And yet, in the New Testament passages that deal with marriage Andreades found that “distinguishing gender is just about all the authors talk about!” Throughout the New Testament, Andreades says, we see God telling His people “to make gender distinction a main point of relationships.” There must be a reason. And, in these distinctions, there must be a rich blessing as well. And yet, many of us have missed them. byFaith spoke with Andreades, hoping to learn more about God’s purpose for gender differences and specialties.

Men and women have been living together and relating to one another since the creation of Adam and Eve. Why, in 2015, do we need a “theology of gender”? 

Orthodoxy always proceeds upon heresy. Against, and because of, the falsehoods of Marcion and the Gnostics, the church delineated the canon of the New Testament in the third century. How did we come to understand who Jesus Christ was? The Apollinarian, Nestorian, and Eutychian debacles drove our now treasured Chalcedonian formulation in the fifth century. More recently, our theology of revelation was particularly developed in response to the Enlightenment, when European culture challenged the Bible’s authority. There are many other examples. For that matter, Paul tells the Corinthians right out that heresies (or divisions) are necessary for the church to make manifest the true among us (1 Corinthians 11:19). So I think all the hoopla about same-sex marriage and contention about women in ministry is God’s way of goading the church back to the Scriptures to think rightly and more deeply about the meaning of gender.

• Stated exercise 1:
In the interview on the theology of gender, condense the paragraph beginning "Orthodoxy always proceeds upon heresy" into a shorter version that keeps its main facts.
• Stated exercise 2:
Extend the interview on the theology of gender past its last sentence, writing in the same question-and-answer style.
The items after this point come from a different source.

• Stored data:
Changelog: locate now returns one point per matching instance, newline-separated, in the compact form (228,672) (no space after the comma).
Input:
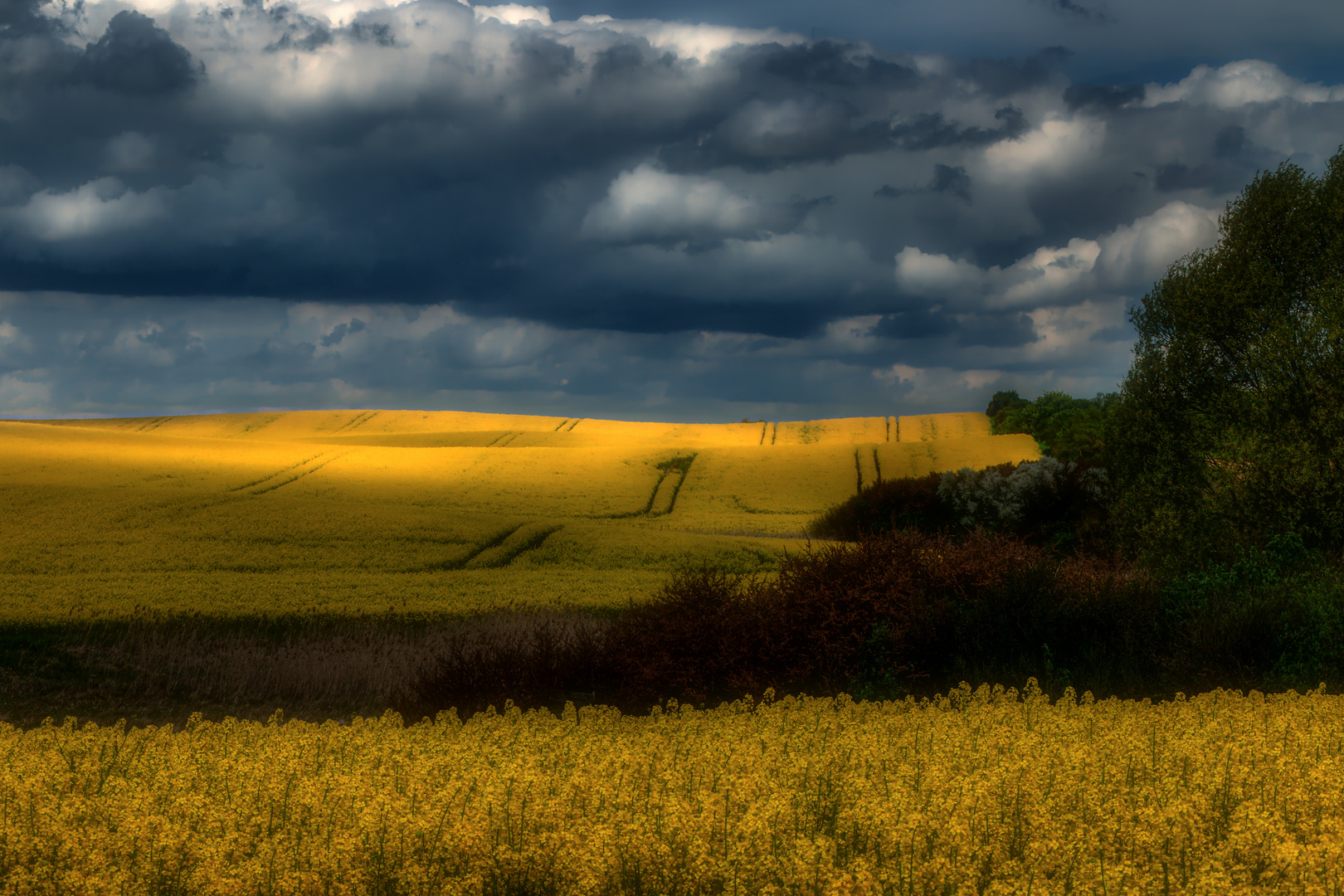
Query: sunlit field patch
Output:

...

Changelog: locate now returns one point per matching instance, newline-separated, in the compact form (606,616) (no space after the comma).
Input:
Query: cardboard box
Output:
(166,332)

• Written reply 1:
Orthodoxy always grows out of heresy. In the third century, the church defined the New Testament canon in response to Marcion and the Gnostics. In the fifth century, the Apollinarian, Nestorian, and Eutychian controversies produced the Chalcedonian formulation. Later, the theology of revelation developed when Enlightenment Europe challenged the Bible's authority. Paul tells the Corinthians that heresies are necessary to show who is true (1 Corinthians 11:19). In the same way, I think the disputes over same-sex marriage and women in ministry are God's way of pushing the church back to Scripture to think more deeply about gender.

• Written reply 2:
As with the development of any heresy, truth is uncovered along with the error. There are legitimate questions being asked today about women’s issues and why a monogamous union between two men is wrong, and “traditional family values” answers don’t cut it. God is now allowing the agony of heresy on these matters to spur the church on to manifest creedal truth on this crucial aspect of creation — what it is to be a woman and what it means to be a man. I doubt my book is the final word on it, but I hope it helps spur the conversation.

You provide a brief word study in Chapter 5, explaining what the Bible means when it tells us that the two — male and female — become one flesh. You summarize by saying that “according to Jesus, God’s creation of gender is the necessary cause of marriage; that marriage happens as an expression of gender distinction.” Can you talk about that?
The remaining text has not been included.